## Required task 1
Reproduce word for word the part of the passage about Caroline Quentin that opens with the words containing "Caroline Quentin (born" and closes with "Blue Murder (2003–2009).".

## Page extract

Caroline Quentin (born Caroline Jones; 11 July 1960) is an English actress, broadcaster and television presenter. Quentin became known for her television appearances: portraying Dorothy in Men Behaving Badly (1992–1998), Maddie Magellan in Jonathan Creek (1997–2000), and DCI Janine Lewis in Blue Murder (2003–2009).

Early life
Quentin was born in Reigate, Surrey, to Kathleen Jones and her husband Fred, a Royal Air Force pilot. She has three older sisters. She was educated at the independent Arts Educational School, in Tring, Hertfordshire, and appeared locally in the Pendley Open Air Shakespeare Festival.

Career

Television
One of her earliest roles was in the Channel 4 comedy drama Hollywood Hits Chiswick, alongside Derek Newark as W.C. Fields.

Between 1992 and 1998, Quentin appeared as Dorothy in all 42 episodes of the sitcom Men Behaving Badly. From 1997 until 2000, Quentin starred alongside Alan Davies in Jonathan Creek playing investigative journalist Maddie Magellan, who uses Jonathan's mind to solve murder mysteries. In 1998 she starred in the first sitcom that was specifically built around her: Kiss Me Kate; that year she started the major role of Maggie Mee in the drama Life Begins, which returned for a third series in 2006. Quentin appeared in the television film Hot Money (2001), which was based on the true story of the theft of hundreds of thousands of pounds from the Bank of England.

ITV has produced five series of the police drama Blue Murder, in which Quentin plays against type in the main role DCI Janine Lewis. The pilot aired in the UK on 18 May 2003.

## Dataset records
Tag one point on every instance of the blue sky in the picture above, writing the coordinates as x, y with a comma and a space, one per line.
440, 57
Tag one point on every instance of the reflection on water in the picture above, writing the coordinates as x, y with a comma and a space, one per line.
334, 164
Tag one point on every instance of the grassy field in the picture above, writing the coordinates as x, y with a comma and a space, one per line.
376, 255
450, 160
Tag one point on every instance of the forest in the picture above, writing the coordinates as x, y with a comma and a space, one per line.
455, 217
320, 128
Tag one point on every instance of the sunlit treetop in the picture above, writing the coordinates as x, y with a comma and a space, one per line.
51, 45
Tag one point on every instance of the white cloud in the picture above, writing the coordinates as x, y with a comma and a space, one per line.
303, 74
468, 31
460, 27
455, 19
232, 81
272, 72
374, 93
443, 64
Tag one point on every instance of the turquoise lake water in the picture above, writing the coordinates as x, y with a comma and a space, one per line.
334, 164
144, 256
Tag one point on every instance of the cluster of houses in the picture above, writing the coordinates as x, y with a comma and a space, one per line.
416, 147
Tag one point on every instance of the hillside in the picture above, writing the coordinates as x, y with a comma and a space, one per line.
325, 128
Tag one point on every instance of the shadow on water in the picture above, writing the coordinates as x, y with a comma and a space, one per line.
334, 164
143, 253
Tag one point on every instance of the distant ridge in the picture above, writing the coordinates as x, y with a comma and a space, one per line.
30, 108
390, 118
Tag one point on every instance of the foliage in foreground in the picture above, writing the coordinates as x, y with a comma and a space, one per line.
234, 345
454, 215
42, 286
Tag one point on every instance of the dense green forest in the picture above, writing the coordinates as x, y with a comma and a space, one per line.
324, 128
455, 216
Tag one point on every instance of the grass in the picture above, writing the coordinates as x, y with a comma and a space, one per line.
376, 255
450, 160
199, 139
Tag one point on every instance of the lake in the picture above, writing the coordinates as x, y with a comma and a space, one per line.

## Required task 2
Duplicate the entries verbatim, starting at the line containing "Tag one point on every instance of the grass in" and running through the last line of the entries, with both ends included.

## Worked answer 1
Caroline Quentin (born Caroline Jones; 11 July 1960) is an English actress, broadcaster and television presenter. Quentin became known for her television appearances: portraying Dorothy in Men Behaving Badly (1992–1998), Maddie Magellan in Jonathan Creek (1997–2000), and DCI Janine Lewis in Blue Murder (2003–2009).

## Worked answer 2
Tag one point on every instance of the grass in the picture above, writing the coordinates as x, y with a comma and a space, one per line.
376, 255
450, 160
199, 139
Tag one point on every instance of the lake in the picture above, writing the coordinates as x, y with a comma and a space, one per line.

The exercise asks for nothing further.